テーマ : 静岡市

個別最適な学びへ 宿題や家庭学習どう取り組ませる?④ しずしんニュースキュレーターと読者の意見【賛否万論】

 前回までの賛否万論では宿題や家庭学習の現状について、学校や地域がどう取り組んでいるか、また現場の教師や教育業界を目指す学生がどう感じているかを紹介してきました。多様化する価値観の中で、子どもたちにとって理想的な「放課後」のあり方を改めて見つめ直すことが、個別最適な学びの実現に近づくヒントになるかもしれません。今回はキュレーターと読者から寄せられた声を紹介していきます。

画一的内容でも 運用工夫すれば
キュレーター 江口裕司さん(三島市)


 

 

製造会社で米国勤務後、設計、製造、調達、翻訳、ISO、社内教育など多様な業務に携わり定年退職。現在、パートの傍ら大学再入学を目指し勉強中。65歳

 前回の「賛否万論」テーマ「不登校でも『学校』に行かせるべき?」では、義務教育の二面性に着目しました。憲法上の能力的な平等と事実上の画一的な平等です。宿題のあり方にも同じ矛盾がありそうなので、経験や耳学問から考えてみます。
 私が放課後児童クラブで宿題サポートをしたときの経験談です。繰り下がりのある引き算で「江口先生、なんで隣の位から10もらうの?」と混乱する子が少なくありません。探究心の強い子は教科書通りの説明に納得できず、百や千の位なのに10を繰り下げることが不思議なようです。このことを大人はきちんと説明できますか?(説明に窮した私はこの歳で筆算を猛勉強する羽目に)。宿題は生徒が疑問を発信し教師が解決を促す手段として利用すれば、主体的・対話的な深い学びにつながると感じた次第です。
 東京都千代田区麴町中の元校長工藤勇一氏は、宿題や校則など学校教育における「手段」が、本来の意図ではなく形式にとらわれた「目的」になっていることを問題視しています。工藤氏は著書で「弱点を見つける手段が宿題。それを克服する方法が勉強。この往還を育む学校の目的は自律」と定義し、「やらせっぱなしが目的化した宿題は意味がないので廃止した」と説明します。筆算の教えでつまずいた私にとって、妙に腹落ちする主張です。文部科学省の総花的な教育方針も極論すれば「自律」の2文字に尽きると思います。弱点は個々に違うのに、全員一律に出しっぱなしの宿題では能力に応じた平等も自律も期待できません。評定に利用したい教員事情や成功ストーリーに絡めたい保護者都合が宿題を目的化させていないか顧みる必要はありそうです。
 とはいえ、単純に宿題不要論を唱えるつもりはありません。面白くない宿題でも我慢強くやり抜く「非認知能力」も必要だと思います。必要最低限な知識の学習は一律に徹底すべきだと考えます。その基礎学力なしにアクティブ・ラーニングは期待できそうにありません。一人一人にカスタマイズした宿題は現実的に無理ですから、内容は画一的でも良い。問題は運用の工夫かと。例えば、何にどう困ったのかを自由に記述させ、教師と生徒がその弱点の克服に向け対話できるような運用の柔軟性がほしいですね。
·····
課題
上の本文抜粋では、江口裕司さんが定年退職までに携わった業務がいくつか挙げられている。その業務をすべて書き出せ。

表示データ
·····
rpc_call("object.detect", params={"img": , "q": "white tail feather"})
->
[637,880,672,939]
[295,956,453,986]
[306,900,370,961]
·····
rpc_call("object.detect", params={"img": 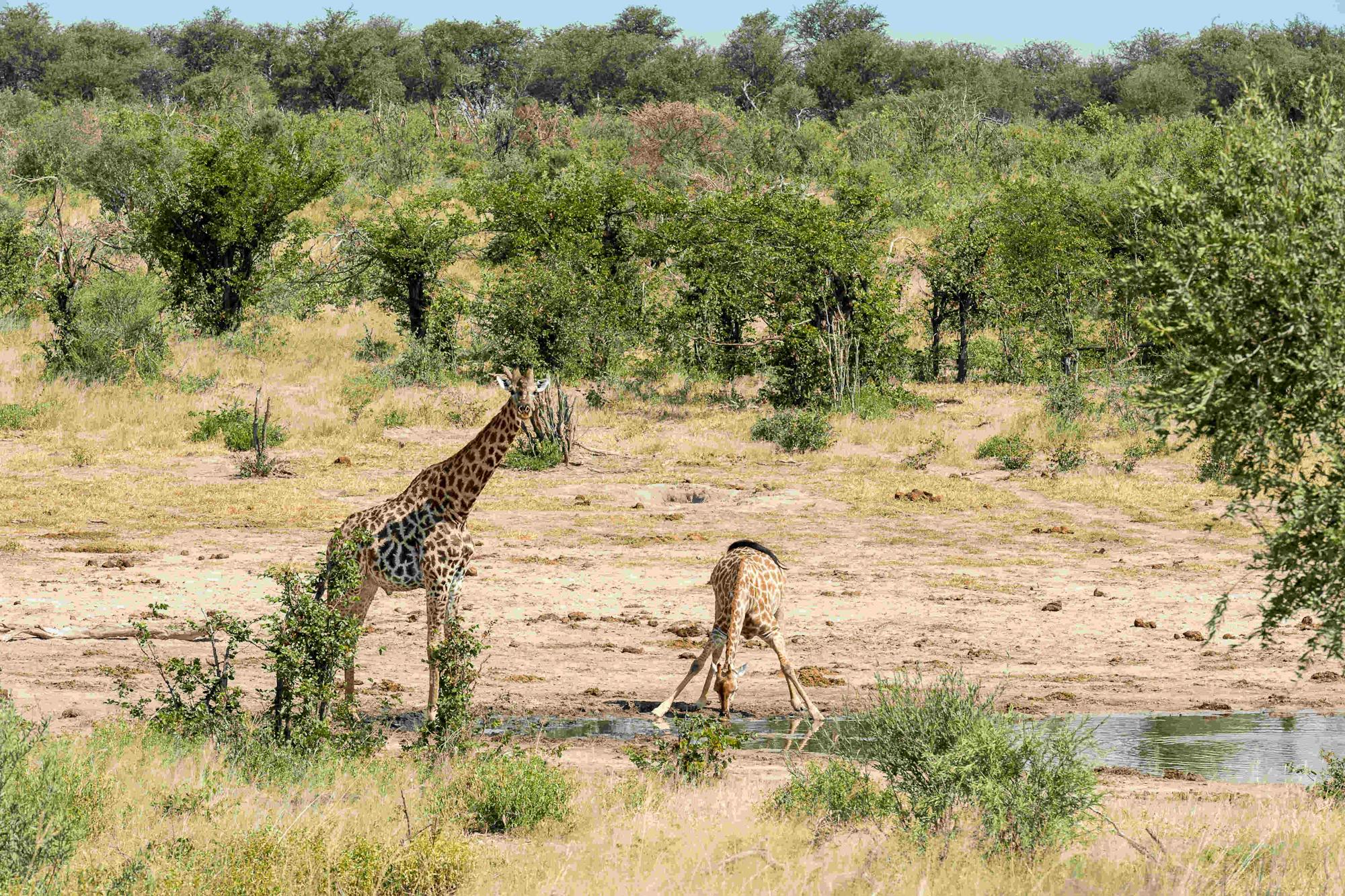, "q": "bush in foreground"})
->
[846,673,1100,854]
·····
解答
挙げられている業務は、設計、製造、調達、翻訳、ISO、社内教育の六つである。